- _EXCERPT TO READ_

- Opening Delimiter -

More about Mutual Aid and Competition
In an earlier post I wrote a little about a paper about Pyotr Kropotkin. In the comments, ‘Anarcho’ links to a very good and thorough longread written by him about Kropotkin. In the comment he states that: “Kropotkin’s work has been more than confirmed by modern science”. Which is, considering this recent piece from neuroscientist Sandra Aamodt (which however does not mention Kropotkin) indeed true. Interestingly, according to Anarcho Kropotkin wrote his work as a reaction to the fundamentalist individualism of Anglosaxon social scientists, which as we know also permeates neoclassical economics:
“As Kropotkin explained in Mutual Aid, the articles the book was based on were written in response to Thomas Henry Huxley’s “The Struggle for Existence in Human Society” written in 1888.”
“As Kropotkin explained in an anarchist essay written after Mutual Aid, Huxley’s position like “all our religious, historical, juridical, and social education is imbued with the idea that human beings, if left to themselves, would revert to savagery; that without authority men would eat one another; for nothing, they say, can be expected from the ‘multitude’ but brutishness and the warring of each against all. Men would perish if above them soared not the elect . . . These saviours prevent, we are told, the battle of all against all.” This, he argued, was nonsense as “a scientific study of societies and institutions brings us to quite different views. It proves that usages and customs created by mankind for the sake of mutual aid, mutual defence, and peace in general, were precisely elaborated by the ‘nameless multitude.’ And it was these customs that enabled man to survive in his struggle for existence in the midst of extremely hard natural conditions.” The notion that the state was merely the instrument of the people is hardly supported by history nor current practice, for what the state and its laws have done is to “fix, or rather to crystallise in a permanent form, such customs as already were in existence” and adding to them “some new rules – rules of inequality and servile submission of the masses in the interest of the armed rich and the warlike minorities.”

- Closing Delimiter -

- _Phrase grounding data_

- Opening Delimiter -

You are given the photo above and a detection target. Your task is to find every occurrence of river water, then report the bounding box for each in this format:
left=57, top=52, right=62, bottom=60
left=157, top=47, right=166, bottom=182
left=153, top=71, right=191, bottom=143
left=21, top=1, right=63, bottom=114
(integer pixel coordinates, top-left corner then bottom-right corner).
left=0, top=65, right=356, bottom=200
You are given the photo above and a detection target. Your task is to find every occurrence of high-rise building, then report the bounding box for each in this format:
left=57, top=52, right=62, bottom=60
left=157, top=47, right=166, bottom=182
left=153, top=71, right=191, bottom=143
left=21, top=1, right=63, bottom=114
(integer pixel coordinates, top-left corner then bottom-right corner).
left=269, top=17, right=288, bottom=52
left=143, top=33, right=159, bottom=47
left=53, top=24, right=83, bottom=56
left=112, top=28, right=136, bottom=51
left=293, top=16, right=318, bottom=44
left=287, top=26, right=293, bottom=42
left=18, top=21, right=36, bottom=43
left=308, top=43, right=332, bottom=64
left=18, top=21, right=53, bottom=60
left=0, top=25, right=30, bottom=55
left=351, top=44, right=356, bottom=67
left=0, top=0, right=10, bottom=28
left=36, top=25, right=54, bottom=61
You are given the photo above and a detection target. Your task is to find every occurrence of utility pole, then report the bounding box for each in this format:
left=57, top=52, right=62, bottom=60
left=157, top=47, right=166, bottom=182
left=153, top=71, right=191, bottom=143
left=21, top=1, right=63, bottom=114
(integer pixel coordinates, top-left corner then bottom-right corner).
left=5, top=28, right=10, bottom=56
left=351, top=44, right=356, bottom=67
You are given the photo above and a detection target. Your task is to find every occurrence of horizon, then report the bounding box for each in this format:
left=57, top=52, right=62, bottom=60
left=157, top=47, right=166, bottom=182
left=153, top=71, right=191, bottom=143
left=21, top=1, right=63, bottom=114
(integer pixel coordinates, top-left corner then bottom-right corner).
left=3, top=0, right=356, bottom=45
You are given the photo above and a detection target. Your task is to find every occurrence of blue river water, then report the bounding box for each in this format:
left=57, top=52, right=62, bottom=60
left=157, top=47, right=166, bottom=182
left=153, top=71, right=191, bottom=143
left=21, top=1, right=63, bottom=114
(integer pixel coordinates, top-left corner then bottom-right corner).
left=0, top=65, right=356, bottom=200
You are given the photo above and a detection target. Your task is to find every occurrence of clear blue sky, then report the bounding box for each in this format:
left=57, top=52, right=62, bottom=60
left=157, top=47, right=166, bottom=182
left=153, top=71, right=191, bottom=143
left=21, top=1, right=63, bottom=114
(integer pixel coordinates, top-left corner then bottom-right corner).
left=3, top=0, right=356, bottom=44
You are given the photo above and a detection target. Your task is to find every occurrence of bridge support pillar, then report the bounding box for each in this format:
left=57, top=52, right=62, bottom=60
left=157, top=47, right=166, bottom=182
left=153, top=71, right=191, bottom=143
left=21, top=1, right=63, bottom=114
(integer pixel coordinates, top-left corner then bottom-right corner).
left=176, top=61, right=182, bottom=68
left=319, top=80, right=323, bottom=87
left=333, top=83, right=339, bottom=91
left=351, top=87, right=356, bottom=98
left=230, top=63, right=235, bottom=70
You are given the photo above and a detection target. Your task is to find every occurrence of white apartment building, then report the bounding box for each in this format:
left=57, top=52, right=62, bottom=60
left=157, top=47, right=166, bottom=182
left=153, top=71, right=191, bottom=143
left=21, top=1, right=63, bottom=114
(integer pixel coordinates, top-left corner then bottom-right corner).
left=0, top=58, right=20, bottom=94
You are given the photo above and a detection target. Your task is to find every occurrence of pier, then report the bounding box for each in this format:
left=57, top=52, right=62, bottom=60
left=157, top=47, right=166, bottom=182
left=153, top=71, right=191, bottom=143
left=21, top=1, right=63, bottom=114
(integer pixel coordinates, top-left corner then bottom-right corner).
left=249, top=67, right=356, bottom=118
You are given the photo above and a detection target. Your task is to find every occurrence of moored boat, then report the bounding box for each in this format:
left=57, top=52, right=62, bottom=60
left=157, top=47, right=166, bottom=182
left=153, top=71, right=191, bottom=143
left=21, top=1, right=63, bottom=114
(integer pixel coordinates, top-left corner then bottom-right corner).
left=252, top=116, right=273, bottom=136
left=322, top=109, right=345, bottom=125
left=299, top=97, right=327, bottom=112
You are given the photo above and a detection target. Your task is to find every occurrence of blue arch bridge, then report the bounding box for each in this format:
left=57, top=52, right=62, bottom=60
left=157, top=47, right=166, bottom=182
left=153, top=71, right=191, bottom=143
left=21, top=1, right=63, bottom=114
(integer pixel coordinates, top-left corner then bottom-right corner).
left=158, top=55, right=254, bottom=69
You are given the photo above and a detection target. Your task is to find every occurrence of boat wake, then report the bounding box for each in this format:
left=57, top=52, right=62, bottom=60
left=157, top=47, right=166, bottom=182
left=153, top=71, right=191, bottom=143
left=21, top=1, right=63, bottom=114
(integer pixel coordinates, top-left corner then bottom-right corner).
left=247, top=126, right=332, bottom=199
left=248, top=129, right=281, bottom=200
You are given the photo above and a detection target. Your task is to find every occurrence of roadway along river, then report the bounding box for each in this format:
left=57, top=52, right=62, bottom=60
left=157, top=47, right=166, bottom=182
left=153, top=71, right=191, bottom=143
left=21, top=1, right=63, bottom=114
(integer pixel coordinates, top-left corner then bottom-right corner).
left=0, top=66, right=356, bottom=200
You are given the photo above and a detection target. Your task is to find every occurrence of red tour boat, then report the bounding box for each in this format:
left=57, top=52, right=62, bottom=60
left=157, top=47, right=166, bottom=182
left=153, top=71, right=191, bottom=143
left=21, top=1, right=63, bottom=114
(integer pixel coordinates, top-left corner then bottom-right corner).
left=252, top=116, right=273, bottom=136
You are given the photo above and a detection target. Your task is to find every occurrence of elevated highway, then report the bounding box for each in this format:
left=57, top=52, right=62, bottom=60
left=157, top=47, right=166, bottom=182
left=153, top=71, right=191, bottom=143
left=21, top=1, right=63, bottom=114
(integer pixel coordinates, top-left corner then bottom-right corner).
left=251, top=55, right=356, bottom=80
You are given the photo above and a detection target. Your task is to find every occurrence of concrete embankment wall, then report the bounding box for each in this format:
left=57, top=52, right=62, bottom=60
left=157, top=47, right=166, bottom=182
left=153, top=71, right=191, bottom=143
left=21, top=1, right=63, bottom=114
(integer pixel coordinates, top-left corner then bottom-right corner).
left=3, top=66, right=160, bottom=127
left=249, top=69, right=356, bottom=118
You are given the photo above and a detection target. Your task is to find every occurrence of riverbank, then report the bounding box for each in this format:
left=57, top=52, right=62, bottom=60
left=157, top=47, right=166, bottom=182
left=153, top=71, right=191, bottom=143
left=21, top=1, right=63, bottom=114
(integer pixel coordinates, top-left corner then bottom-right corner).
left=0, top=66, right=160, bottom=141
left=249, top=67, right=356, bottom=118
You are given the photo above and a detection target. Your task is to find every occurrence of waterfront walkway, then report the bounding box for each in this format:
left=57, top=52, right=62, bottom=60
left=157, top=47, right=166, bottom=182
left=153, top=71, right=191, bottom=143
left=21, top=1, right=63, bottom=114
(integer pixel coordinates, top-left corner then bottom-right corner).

- Closing Delimiter -

- _YOUR OBJECTIVE_
Answer these questions from the post on mutual aid and competition:
(a) What is Sandra Aamodt's field?
(b) Which Huxley essay, and from what year, were the articles behind Mutual Aid written in response to?
(c) In the quoted essay, who elaborated the customs created for mutual aid, mutual defence, and peace?
The listing has nothing to do with this.

- _RESULT OF THE TASK_
(a) She is a neuroscientist.
(b) "The Struggle for Existence in Human Society," written in 1888.
(c) The "nameless multitude."